IFPRI’S Emily Schmidt helps train Tsegaye Birkneh (center) of the University of Hawassa and Abebe Mengesha (left) of the Bureau of Finance and Economic Development in GIS technology.Source: © 2012 H. Tilahun/IFPRI
In 2009, IFPRI’s Emily Schmidt, Mekamu Kedir, Hailu Shiferaw, and Helina Tilahun started to work with CSA’s statisticians on how to use geographic information systems (GIS), a cutting-edge database and mapmaking technology, to organize, manage, and visualize their huge databases. The CSA staff ultimately produced a series of atlases that provide in-depth information about the country.
Filling Data Gaps
But the CSA-IFPRI team didn’t stop there. They offered to take their training on the road to the country’s nine regional statistical offices in 2011. “The regional offices are aware of gaps in their datasets,” Helina says. “They are really concerned about increasing the capacity of their personnel so they can collect and report important data and indicators.”
At first, many were skeptical. “We weren’t sure it could be done,” says Schmidt. Given that technical courses outside of Addis Ababa are less common, it was unclear if resources needed for hands-on GIS training—such as computers and electricity—were available in more
remote areas.
The CSA-IFPRI team designed a pilot training program in the Southern Nations Nationalities and Peoples Region
(SNNPR) about four hours’ drive from Addis Ababa. When they arrived in Hawassa, the regional capital, they were pleased with what they found. The regional officials and university professors invited to attend the training were eager and willing to expand their skills. The local university hosting the training was equipped with brand new computers, ready to be unpacked from their boxes.

→ **Record list**:
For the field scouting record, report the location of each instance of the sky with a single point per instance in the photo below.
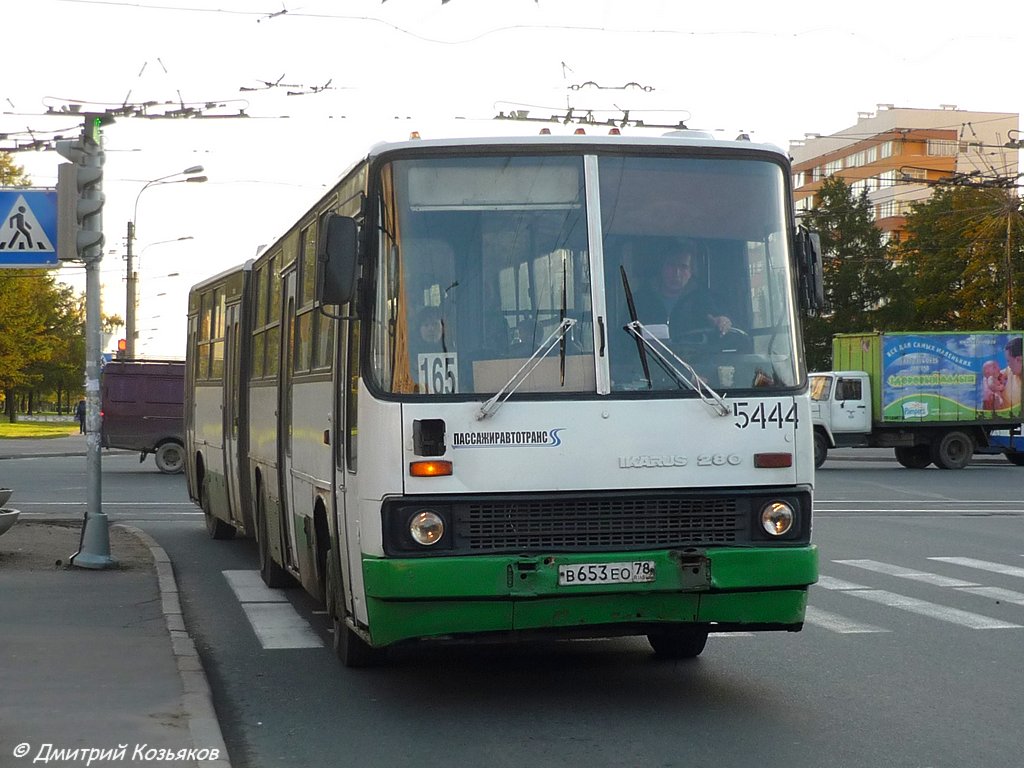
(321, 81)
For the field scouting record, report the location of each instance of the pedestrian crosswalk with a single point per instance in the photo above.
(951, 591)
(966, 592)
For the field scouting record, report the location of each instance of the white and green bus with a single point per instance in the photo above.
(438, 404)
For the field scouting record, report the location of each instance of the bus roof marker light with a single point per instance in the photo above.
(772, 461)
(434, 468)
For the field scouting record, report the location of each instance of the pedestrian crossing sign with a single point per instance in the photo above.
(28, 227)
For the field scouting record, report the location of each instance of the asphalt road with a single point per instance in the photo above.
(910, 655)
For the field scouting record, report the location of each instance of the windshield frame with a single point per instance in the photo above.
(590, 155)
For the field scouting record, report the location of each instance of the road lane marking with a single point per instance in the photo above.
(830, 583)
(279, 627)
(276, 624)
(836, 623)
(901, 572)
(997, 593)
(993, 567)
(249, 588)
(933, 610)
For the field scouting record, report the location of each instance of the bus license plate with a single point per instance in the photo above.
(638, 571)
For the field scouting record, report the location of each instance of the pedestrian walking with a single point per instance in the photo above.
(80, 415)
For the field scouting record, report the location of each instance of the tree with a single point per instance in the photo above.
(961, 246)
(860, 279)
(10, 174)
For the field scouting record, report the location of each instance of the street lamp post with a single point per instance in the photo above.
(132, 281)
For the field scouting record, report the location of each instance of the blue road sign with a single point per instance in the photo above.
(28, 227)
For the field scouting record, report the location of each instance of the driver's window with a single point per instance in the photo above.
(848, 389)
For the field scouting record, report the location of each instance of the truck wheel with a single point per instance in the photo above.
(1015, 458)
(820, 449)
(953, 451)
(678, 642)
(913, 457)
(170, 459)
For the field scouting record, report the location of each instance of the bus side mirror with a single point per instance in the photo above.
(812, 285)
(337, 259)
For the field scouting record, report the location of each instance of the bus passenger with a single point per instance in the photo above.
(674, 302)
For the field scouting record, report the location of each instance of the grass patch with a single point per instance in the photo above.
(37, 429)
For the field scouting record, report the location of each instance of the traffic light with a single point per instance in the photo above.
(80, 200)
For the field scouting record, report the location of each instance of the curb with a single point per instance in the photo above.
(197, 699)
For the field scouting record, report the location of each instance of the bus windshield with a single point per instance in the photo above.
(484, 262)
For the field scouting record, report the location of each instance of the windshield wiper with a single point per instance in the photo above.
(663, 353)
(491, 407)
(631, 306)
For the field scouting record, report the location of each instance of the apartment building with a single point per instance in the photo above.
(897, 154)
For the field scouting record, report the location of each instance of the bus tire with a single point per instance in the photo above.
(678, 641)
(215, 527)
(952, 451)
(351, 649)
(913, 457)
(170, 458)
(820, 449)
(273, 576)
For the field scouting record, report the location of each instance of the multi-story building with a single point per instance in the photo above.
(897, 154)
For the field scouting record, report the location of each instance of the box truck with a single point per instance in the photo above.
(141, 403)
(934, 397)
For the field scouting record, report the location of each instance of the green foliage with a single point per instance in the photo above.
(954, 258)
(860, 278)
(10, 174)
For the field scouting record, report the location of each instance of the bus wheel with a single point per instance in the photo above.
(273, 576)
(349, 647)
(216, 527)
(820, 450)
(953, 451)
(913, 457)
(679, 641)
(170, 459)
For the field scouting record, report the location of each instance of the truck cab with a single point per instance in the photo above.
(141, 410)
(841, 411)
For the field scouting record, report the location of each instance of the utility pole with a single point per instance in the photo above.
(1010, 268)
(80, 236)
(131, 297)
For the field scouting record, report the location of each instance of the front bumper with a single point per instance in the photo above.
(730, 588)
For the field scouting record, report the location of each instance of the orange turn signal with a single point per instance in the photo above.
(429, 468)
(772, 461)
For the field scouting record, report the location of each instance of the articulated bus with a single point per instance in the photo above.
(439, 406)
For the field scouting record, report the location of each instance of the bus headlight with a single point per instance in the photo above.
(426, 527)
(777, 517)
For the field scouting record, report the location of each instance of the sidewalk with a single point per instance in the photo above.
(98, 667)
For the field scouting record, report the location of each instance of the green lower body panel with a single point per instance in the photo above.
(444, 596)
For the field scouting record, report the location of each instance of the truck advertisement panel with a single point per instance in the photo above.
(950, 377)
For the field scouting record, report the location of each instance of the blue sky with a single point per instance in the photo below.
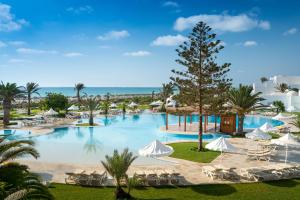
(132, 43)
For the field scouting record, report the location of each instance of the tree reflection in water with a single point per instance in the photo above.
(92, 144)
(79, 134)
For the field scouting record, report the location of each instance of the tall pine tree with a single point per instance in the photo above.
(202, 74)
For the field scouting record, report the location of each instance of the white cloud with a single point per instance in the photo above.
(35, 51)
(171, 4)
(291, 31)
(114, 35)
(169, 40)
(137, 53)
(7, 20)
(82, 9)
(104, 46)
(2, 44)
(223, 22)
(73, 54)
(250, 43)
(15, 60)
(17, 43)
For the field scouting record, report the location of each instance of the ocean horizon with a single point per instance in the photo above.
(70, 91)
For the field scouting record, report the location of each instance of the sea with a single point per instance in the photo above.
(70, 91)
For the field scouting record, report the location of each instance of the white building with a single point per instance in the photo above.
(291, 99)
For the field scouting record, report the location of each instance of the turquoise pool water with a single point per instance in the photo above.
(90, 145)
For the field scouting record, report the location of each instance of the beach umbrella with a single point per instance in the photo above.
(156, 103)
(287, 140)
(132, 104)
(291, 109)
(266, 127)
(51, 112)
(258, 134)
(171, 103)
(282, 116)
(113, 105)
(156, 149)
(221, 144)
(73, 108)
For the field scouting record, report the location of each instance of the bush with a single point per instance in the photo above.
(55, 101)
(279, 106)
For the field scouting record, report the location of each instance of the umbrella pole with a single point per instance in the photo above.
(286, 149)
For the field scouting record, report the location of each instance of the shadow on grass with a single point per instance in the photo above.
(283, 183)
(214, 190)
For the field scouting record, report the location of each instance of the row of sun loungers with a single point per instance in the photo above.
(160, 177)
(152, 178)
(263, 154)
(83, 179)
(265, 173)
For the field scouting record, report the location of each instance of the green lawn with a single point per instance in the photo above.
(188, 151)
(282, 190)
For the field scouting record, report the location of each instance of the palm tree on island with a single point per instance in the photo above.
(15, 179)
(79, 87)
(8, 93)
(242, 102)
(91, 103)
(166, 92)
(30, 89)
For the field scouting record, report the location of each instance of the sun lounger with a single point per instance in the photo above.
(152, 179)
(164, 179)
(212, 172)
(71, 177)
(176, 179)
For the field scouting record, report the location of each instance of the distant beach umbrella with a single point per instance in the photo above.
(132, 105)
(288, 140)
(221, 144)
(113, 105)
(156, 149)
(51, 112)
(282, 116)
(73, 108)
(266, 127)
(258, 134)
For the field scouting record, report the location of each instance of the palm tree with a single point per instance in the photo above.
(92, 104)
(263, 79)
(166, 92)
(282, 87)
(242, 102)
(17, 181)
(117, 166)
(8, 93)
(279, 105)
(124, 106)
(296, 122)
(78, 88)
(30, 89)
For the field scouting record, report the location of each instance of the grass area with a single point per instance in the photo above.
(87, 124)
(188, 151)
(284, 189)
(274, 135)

→ **Brief**: The text about GIS training for CSA statisticians says some IFPRI staff began working with those statisticians in 2009. List every one of them it names.

→ **Solution below**: Emily Schmidt, Mekamu Kedir, Hailu Shiferaw, Helina Tilahun